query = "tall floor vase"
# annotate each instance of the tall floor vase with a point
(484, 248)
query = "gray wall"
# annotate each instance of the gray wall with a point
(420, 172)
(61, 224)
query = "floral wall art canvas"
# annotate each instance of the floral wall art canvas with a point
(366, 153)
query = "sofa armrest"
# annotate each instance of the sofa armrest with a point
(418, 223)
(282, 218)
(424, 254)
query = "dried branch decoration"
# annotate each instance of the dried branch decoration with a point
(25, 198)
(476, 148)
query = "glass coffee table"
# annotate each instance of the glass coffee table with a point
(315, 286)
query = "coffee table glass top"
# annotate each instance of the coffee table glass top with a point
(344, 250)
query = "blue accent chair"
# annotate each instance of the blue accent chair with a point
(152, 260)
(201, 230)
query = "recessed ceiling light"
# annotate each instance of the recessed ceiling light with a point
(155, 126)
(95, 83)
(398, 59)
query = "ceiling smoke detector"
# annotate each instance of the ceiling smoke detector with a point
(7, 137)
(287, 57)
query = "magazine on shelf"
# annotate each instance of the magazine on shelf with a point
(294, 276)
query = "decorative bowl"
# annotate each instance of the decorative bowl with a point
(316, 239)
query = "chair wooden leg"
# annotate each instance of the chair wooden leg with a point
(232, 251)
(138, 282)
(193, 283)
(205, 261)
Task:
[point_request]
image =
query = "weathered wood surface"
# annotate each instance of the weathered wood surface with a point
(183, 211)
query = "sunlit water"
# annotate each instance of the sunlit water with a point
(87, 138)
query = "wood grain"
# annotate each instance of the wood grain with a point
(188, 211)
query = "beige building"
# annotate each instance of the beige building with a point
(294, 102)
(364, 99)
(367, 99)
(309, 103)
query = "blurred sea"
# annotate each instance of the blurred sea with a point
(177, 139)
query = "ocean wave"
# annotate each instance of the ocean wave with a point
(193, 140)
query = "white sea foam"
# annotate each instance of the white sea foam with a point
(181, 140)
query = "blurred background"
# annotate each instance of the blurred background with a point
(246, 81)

> _Task item_:
Nothing should be dropped: transcribe all the material exactly.

> _The answer_:
query = "tall floor vase"
# annotate each instance of the tall floor vase with a point
(484, 248)
query = "gray wall"
# annotate each instance of the gray wall with a point
(420, 172)
(61, 224)
query = "floral wall art canvas"
# annotate each instance of the floral wall art canvas with a point
(366, 153)
query = "sofa armrest"
# annotate each instance of the sofa armrest with a point
(418, 223)
(282, 218)
(424, 254)
query = "dried branch decoration"
# annotate each instance of the dried branch decoration with a point
(25, 198)
(476, 148)
query = "glass coffee table"
# annotate each instance of the glass coffee table with a point
(315, 286)
query = "coffee table glass top"
# annotate each instance of the coffee table glass top with a point
(344, 250)
query = "blue accent chair"
# annotate each instance of the blue accent chair with a point
(152, 260)
(201, 230)
query = "recessed ceiling light"
# annotate each instance of the recessed ceiling light with a point
(155, 126)
(95, 83)
(398, 59)
query = "ceiling smoke detector"
# annotate each instance of the ceiling smoke detector with a point
(7, 137)
(287, 57)
query = "magazine on shelf"
# annotate each instance of the magazine on shelf with a point
(294, 276)
query = "decorative bowl"
# annotate each instance of the decorative bowl with a point
(316, 239)
query = "chair wooden leg"
# annotate each instance of the chair wooden leg with a point
(232, 251)
(138, 282)
(193, 283)
(205, 261)
Task:
[point_request]
image =
query = "weathered wood surface"
# annotate each instance of the weathered wood surface with a point
(183, 211)
query = "sunlit water"
# annotate each instance of the sunlit water with a point
(87, 138)
query = "wood grain"
# annotate each instance of the wood grain with a point
(188, 211)
query = "beige building"
# annotate each instance of the beige building with a point
(294, 102)
(364, 99)
(367, 99)
(309, 103)
query = "blurred sea"
# annotate each instance of the blurred sea with a point
(177, 139)
query = "ocean wave"
# annotate each instance of the ocean wave with a point
(193, 140)
query = "white sea foam"
# annotate each instance of the white sea foam with a point
(181, 140)
query = "blurred background"
# annotate each instance of the blurred background with a point
(246, 81)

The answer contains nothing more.